• _要件_: 契約書の読み方に関する文書抜粋のうち、「乙は、本件業務の遂行にあたり」で始まり「期待通りにやってくれるかな?」までの範囲を、「専門家」を「コンサルタント」に改めた形に更新して示してください。

• _文書抜粋_:
契約書の具体的な読みかたをまとめます。業務委託契約書から切り取った条文を、どう読むべきか。無機質に思えたあの契約書が、より実感を伴って読めるようになるかもしれません。

報告義務の例文

第○条(報告義務)
 乙は、本件業務の遂行にあたり、甲の求めるときは、本件業務の進捗状況その他甲が定める事項を甲に報告しなければならない。

委任契約における報告義務を定めた条文です。
こういうシンプルな条文が意外と怖いので気を付けましょう。

たとえば、ある専門家にコンサルティングを頼んだとして(委任契約)、引き受けた専門家はもちろんたのまれた仕事をするわけですが、頼んだ方(委任者)は「ちゃんとやってくれてるのかな?」と思っていることがあります。

期待通りにやってくれるかな?

行政書士(士業)界隈でも、「仕事を頼んだのにいつまで待っても連絡が無く、しびれを切らして問い合わせてみたら着手されてなくて、ほったらかしだった!」みたいなクレーム事案を聞きます。おそろしい。

もちろん全てケースバイケースでして、士業ばかりが悪いとも限りません。かばうわけじゃないですが、相談と依頼の線引きがあいまいになりがちな世界なので、はっきりと依頼されたかどうかの確認漏れもあるのでしょう。いずれにしても「言った言わない」のすれ違いには気を付けないといけませんね。

とにかく、頼んだ側というのは「進捗」が気になるものです。だから頼まれた方は進捗報告するのがマナーだと思いますが、そもそも法的にはなにか決まりはあるのでしょうか。

民法上は報告義務はあるのか?

この点、民法の645条というところを見ますと、

民法645条
受任者は、委任者の請求があるときは、いつでも委任事務の処理を報告し、委任が終了した後は、遅滞なくその経過及び結果を報告しなければならない。

と書いてあります。

つまり、頼んだ方からは「いつでも」委任事務の処理について、状況報告を求めることができる(頼まれた方は報告しなさい)という意味ですね。委任契約を結んだ以上は、受任者には報告義務が当然生じているわけです。

地味だけど効果的な条文

あらためて例文をみると、ほぼ民法と同じ内容の、シンプルな規定、ようするに確認規定ですね。

• _データ行_:
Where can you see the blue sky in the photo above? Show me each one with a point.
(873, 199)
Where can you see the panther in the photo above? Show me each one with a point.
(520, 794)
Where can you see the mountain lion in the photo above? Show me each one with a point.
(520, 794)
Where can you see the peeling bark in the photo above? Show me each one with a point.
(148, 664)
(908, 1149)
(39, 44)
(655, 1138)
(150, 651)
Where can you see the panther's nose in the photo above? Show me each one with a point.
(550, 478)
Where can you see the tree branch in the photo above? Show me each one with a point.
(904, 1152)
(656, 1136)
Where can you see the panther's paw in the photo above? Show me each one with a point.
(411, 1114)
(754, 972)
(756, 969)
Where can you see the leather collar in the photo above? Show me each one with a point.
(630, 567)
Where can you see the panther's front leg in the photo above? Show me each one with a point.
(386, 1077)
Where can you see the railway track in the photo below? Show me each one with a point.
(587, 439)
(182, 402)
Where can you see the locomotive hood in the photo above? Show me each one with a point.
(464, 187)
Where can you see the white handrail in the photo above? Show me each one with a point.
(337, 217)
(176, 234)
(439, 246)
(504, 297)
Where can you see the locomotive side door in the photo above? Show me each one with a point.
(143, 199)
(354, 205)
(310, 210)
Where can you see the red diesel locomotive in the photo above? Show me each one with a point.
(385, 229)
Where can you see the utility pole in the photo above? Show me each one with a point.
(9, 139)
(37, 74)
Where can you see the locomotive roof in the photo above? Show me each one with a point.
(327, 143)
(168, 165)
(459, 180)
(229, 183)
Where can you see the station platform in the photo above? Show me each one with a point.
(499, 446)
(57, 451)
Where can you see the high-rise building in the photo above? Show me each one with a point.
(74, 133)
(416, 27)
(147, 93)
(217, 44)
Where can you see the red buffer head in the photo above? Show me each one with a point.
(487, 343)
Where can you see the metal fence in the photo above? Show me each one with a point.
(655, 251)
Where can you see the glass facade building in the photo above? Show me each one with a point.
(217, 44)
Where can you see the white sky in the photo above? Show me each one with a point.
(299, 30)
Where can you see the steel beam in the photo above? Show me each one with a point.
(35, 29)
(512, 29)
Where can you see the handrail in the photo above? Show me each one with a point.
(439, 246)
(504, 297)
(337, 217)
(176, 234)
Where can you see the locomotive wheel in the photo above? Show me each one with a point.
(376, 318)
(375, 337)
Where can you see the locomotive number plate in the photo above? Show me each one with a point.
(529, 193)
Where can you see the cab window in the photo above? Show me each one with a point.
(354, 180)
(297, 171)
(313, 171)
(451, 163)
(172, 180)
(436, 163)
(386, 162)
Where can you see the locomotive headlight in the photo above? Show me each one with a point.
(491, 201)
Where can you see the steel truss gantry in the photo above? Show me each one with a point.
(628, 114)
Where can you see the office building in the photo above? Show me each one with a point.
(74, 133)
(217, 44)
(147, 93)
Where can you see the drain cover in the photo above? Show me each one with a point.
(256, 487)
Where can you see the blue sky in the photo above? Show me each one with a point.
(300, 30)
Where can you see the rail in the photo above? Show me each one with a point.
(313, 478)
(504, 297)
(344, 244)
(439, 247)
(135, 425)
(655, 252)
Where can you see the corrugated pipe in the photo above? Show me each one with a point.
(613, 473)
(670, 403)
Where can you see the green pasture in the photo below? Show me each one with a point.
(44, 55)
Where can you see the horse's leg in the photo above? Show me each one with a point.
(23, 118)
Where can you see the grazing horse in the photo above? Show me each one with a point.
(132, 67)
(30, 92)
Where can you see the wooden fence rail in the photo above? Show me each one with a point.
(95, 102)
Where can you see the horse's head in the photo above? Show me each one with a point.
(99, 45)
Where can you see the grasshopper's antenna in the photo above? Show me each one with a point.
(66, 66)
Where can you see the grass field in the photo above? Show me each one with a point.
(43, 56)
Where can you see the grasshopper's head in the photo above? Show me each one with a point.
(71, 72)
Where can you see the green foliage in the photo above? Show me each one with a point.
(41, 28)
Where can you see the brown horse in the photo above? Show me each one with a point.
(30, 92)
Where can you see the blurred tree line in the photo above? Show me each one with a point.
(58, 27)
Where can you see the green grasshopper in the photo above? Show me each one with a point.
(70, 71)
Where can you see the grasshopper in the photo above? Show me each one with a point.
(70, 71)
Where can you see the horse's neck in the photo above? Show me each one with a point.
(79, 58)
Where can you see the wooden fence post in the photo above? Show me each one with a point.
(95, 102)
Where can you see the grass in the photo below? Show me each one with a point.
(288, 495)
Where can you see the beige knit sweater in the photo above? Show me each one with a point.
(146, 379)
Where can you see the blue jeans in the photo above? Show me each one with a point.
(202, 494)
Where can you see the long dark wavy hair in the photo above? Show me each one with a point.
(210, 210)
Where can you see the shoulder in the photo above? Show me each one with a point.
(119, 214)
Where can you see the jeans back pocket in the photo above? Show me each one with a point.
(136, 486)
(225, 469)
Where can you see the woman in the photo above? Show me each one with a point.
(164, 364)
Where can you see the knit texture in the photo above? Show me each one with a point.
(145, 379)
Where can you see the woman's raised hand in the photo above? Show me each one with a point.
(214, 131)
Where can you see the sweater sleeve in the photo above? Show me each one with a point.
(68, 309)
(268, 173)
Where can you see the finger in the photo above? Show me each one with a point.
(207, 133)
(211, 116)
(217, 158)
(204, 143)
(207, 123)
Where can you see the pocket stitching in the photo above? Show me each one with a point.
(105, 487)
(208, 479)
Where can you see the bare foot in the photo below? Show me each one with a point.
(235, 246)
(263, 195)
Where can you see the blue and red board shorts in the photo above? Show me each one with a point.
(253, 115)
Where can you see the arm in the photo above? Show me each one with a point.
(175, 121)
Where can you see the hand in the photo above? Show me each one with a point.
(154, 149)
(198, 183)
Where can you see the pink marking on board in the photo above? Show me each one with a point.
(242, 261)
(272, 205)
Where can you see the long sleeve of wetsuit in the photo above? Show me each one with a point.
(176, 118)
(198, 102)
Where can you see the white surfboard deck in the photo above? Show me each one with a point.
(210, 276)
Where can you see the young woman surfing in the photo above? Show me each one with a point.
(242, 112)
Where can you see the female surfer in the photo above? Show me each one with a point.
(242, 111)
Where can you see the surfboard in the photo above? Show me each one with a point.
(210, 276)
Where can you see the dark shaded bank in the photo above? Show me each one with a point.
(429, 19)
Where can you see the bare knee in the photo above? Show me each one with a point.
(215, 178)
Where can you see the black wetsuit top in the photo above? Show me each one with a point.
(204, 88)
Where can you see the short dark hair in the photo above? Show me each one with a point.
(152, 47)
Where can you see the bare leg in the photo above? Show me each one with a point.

• _タスクへの回答_:
乙は、本件業務の遂行にあたり、甲の求めるときは、本件業務の進捗状況その他甲が定める事項を甲に報告しなければならない。

委任契約における報告義務を定めた条文です。
こういうシンプルな条文が意外と怖いので気を付けましょう。

たとえば、あるコンサルタントにコンサルティングを頼んだとして(委任契約)、引き受けたコンサルタントはもちろんたのまれた仕事をするわけですが、頼んだ方(委任者)は「ちゃんとやってくれてるのかな?」と思っていることがあります。

期待通りにやってくれるかな?